Exercise directions — Which lines of the entries below contain the string "grass"? Copy each one.

Referring expression pointing data —
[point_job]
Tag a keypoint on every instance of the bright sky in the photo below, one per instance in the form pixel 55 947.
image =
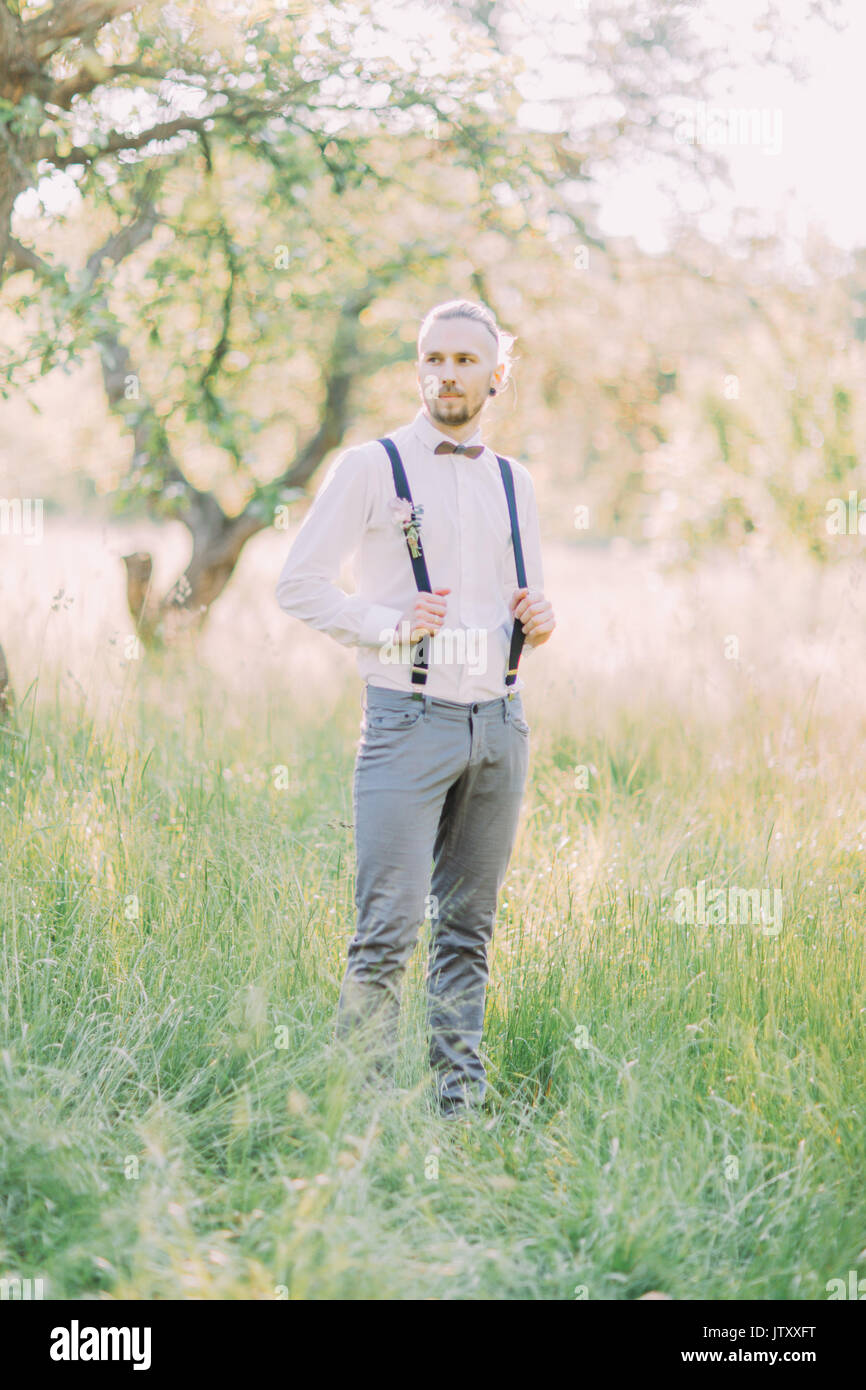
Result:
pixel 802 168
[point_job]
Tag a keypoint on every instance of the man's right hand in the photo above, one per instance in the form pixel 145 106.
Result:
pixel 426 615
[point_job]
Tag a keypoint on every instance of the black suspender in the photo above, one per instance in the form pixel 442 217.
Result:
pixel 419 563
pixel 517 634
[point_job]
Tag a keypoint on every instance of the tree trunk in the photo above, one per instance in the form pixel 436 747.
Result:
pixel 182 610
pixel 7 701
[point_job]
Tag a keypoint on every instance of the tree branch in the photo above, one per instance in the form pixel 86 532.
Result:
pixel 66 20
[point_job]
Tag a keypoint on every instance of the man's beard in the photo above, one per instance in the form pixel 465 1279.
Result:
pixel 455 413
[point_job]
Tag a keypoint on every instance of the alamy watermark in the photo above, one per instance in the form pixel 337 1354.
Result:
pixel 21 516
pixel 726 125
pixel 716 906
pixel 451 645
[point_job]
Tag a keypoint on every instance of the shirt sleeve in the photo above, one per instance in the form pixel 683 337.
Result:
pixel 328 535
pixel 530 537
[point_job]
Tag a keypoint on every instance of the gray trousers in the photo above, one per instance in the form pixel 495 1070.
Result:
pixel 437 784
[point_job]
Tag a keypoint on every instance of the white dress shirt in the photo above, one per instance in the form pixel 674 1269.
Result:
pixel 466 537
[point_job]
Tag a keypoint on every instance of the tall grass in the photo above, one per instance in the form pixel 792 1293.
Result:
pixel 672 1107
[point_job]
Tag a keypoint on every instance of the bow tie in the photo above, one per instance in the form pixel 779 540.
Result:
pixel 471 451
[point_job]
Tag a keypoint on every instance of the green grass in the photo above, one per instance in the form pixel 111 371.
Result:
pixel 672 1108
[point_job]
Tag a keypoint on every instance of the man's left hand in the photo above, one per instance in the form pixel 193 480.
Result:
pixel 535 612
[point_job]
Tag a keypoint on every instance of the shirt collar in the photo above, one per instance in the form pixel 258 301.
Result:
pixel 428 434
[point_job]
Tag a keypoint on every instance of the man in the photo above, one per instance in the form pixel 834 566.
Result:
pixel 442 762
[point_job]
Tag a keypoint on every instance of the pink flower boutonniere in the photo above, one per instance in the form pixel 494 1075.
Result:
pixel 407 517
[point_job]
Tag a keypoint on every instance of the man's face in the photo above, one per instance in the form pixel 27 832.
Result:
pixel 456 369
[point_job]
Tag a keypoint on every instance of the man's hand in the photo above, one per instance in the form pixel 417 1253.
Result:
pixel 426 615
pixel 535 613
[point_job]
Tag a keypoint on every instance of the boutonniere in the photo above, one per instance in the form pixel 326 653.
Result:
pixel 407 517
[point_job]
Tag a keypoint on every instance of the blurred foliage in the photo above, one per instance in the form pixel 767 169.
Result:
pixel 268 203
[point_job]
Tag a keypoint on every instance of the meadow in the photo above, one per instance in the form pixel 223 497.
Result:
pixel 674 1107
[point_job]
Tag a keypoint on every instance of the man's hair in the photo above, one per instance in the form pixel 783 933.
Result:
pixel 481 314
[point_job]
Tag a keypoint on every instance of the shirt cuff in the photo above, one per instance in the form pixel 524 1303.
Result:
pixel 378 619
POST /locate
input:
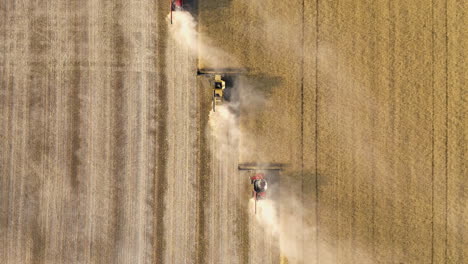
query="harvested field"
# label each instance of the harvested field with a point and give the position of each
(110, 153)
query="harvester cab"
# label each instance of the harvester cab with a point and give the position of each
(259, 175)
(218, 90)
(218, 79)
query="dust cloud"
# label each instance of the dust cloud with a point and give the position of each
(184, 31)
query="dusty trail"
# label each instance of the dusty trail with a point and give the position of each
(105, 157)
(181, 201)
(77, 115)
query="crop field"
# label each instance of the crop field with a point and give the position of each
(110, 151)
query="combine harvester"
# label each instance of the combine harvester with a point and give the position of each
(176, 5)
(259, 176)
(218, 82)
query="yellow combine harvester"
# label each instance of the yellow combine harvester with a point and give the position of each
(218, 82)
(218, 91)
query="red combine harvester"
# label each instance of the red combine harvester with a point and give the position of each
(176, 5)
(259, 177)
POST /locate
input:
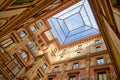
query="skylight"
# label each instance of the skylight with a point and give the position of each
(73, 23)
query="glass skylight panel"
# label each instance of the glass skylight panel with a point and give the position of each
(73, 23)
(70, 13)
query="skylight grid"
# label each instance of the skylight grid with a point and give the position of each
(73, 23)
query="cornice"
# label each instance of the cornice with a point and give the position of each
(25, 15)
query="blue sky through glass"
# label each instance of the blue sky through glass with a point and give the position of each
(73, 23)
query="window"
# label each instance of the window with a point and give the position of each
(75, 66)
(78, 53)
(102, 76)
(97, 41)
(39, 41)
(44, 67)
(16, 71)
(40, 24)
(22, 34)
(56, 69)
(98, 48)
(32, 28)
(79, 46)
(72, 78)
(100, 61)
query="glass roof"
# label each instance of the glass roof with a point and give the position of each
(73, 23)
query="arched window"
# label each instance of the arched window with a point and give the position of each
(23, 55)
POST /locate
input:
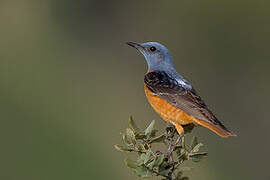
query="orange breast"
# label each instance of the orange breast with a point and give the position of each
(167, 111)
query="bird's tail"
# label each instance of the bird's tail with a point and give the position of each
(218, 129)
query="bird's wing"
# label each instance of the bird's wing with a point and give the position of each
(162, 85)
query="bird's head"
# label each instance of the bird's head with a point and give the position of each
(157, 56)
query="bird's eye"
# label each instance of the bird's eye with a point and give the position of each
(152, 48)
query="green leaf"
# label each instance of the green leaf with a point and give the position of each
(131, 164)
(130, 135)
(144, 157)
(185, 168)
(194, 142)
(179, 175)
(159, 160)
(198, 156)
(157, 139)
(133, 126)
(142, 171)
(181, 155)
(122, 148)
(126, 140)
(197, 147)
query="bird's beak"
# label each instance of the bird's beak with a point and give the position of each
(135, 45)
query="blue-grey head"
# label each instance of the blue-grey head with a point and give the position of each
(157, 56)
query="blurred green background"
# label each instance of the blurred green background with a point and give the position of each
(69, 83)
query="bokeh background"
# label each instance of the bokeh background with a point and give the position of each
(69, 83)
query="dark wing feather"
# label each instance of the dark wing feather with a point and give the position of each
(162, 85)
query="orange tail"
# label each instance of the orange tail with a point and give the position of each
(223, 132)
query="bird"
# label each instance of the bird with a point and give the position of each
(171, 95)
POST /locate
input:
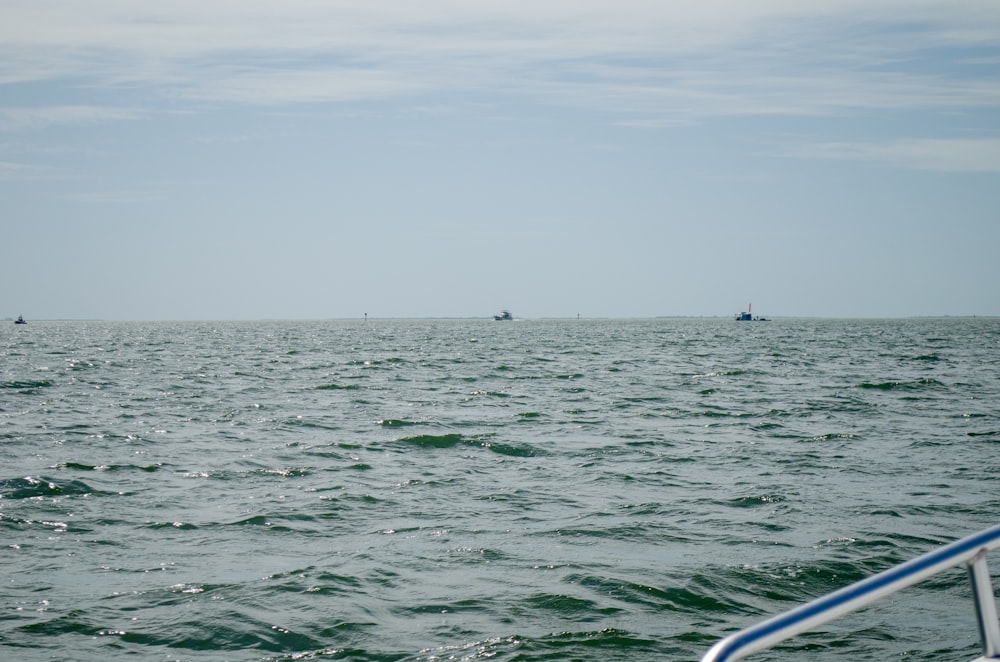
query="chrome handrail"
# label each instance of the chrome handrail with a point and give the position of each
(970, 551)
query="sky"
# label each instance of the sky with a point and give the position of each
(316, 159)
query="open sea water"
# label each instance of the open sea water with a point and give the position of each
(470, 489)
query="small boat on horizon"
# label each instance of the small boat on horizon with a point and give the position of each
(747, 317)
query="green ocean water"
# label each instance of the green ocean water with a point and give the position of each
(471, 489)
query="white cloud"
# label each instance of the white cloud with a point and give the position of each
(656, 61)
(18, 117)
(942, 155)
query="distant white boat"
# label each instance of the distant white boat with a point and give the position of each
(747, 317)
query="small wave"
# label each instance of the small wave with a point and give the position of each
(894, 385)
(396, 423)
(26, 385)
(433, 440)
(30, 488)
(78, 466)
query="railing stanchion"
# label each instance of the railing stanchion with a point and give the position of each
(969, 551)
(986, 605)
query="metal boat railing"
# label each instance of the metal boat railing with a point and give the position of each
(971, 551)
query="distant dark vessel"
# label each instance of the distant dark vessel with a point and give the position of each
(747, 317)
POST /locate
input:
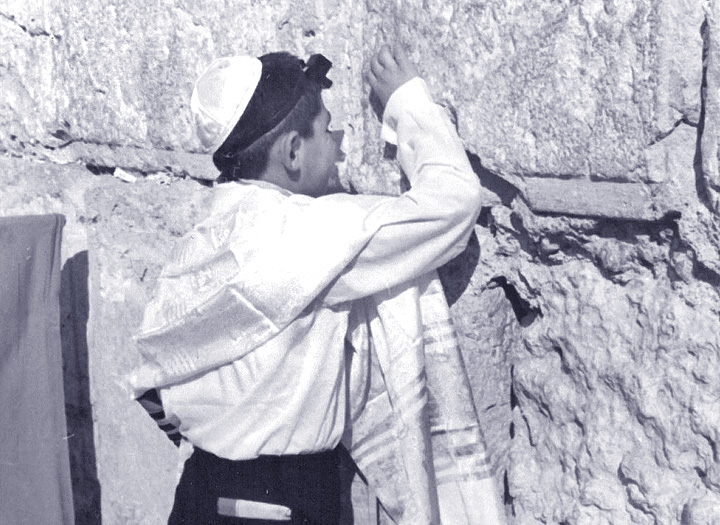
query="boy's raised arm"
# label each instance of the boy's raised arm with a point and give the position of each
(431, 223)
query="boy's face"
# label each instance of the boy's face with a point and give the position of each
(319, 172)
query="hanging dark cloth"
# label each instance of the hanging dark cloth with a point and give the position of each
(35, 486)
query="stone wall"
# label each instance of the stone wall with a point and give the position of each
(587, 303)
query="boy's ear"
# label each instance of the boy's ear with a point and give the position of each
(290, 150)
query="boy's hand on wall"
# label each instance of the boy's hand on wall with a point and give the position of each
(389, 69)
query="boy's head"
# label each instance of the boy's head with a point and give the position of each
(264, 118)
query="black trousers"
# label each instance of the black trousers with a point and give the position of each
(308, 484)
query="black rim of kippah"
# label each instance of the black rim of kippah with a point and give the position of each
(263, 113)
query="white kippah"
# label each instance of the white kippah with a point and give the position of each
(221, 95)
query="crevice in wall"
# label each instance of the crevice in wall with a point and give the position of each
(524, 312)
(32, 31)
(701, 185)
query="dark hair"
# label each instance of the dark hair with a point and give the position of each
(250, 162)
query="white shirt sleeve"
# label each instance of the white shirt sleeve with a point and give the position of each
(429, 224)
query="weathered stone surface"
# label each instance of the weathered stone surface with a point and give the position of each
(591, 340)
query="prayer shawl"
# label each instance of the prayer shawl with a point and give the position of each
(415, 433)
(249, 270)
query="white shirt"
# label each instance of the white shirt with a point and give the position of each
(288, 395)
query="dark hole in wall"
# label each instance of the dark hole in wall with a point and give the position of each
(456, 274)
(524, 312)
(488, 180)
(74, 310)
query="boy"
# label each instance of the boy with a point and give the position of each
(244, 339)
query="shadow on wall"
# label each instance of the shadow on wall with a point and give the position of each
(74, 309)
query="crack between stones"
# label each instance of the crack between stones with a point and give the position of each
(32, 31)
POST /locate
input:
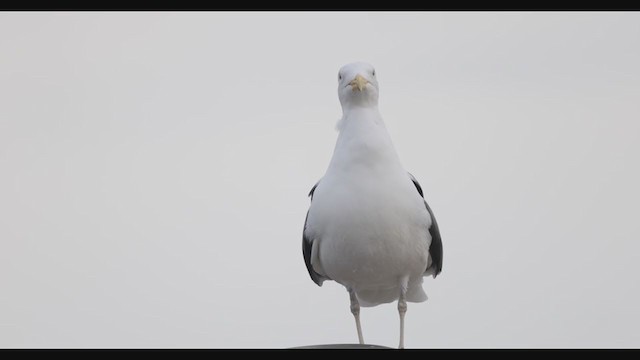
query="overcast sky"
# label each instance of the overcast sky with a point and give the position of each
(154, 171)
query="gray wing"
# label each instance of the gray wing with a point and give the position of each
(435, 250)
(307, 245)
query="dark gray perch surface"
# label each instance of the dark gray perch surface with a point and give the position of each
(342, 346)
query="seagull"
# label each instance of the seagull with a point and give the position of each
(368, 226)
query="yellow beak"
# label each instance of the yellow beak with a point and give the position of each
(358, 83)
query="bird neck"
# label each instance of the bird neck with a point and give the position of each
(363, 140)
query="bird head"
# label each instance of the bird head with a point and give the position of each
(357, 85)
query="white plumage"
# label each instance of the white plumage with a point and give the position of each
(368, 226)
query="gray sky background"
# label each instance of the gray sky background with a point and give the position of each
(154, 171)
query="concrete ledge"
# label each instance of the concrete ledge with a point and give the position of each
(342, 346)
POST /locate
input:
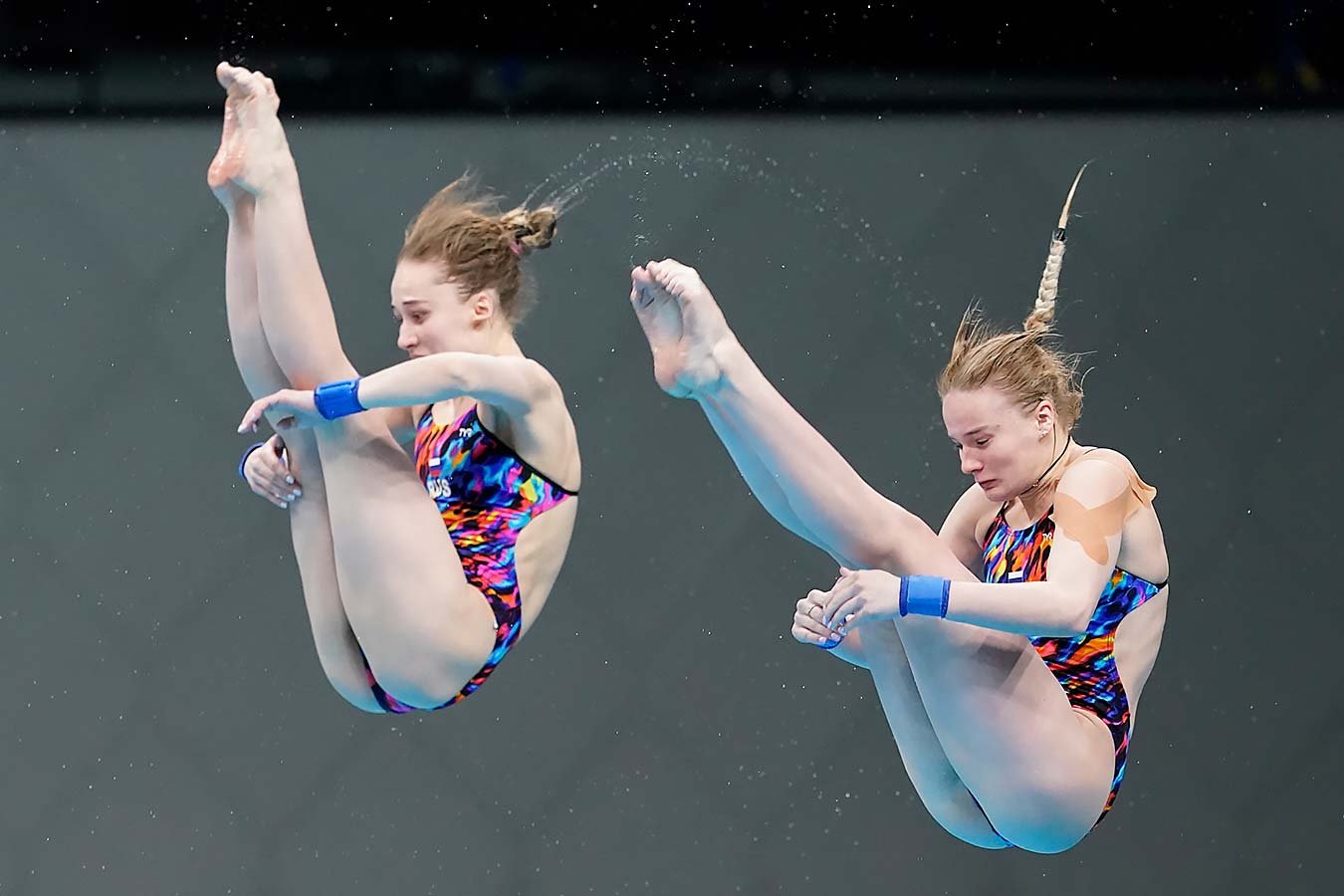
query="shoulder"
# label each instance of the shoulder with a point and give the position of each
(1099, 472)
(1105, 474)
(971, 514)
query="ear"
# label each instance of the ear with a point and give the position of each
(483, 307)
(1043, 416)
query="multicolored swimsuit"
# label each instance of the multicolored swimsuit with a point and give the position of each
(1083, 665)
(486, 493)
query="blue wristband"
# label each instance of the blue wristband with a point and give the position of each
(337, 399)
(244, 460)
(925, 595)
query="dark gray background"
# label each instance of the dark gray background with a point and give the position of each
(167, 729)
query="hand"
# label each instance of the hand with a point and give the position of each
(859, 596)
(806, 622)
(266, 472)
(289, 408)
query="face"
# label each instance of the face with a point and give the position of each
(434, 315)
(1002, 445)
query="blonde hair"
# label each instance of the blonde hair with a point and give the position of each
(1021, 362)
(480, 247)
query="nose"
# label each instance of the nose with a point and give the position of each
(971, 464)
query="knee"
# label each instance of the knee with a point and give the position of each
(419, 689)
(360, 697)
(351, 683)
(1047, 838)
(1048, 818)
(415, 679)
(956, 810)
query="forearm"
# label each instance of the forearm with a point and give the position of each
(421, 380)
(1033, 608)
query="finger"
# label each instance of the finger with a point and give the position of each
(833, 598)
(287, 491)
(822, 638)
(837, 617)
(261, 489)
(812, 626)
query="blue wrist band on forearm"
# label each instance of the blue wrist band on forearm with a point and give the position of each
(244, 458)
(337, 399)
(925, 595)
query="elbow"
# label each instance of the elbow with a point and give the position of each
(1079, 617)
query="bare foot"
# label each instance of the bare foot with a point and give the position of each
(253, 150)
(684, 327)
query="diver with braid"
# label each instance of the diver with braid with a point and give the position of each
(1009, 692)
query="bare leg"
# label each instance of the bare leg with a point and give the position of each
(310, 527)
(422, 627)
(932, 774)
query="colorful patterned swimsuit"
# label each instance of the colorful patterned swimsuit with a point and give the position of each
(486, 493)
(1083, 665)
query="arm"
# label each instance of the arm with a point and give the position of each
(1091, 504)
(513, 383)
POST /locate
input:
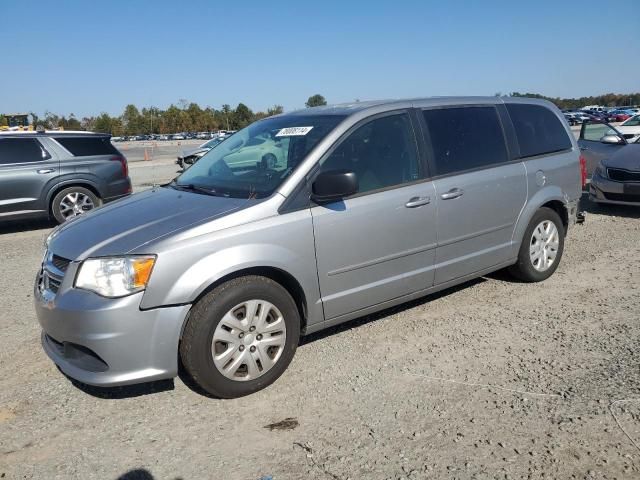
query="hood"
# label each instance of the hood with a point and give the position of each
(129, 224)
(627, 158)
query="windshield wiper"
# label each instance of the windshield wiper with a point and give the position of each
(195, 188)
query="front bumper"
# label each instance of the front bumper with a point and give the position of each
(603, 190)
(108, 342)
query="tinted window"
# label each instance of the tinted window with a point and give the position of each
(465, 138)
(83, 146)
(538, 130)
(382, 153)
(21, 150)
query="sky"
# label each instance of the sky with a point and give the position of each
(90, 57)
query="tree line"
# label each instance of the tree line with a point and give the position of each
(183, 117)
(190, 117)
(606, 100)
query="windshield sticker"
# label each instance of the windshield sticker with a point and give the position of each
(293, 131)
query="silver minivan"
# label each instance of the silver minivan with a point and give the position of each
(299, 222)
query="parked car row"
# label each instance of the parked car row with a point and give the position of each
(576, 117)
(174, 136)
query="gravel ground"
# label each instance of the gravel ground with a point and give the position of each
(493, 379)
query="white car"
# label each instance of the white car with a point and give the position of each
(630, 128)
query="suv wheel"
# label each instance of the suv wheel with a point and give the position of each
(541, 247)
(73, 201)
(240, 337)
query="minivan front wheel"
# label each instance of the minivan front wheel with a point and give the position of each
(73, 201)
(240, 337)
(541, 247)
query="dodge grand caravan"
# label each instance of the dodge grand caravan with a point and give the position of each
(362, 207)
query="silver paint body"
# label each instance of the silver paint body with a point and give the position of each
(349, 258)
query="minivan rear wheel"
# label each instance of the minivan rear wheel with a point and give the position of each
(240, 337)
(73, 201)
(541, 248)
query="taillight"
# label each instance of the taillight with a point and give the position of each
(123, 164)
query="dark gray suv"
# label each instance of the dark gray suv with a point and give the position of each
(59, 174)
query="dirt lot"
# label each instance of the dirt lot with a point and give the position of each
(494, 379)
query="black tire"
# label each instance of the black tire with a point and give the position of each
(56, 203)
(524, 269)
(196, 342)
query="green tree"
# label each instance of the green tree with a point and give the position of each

Response area —
Tag a keypoint on every instance of the tall grass in the photo above, one per instance in the form pixel 792 1293.
Tag a keypoint on every instance of the green grass in the photo above, one per instance in the form pixel 111 371.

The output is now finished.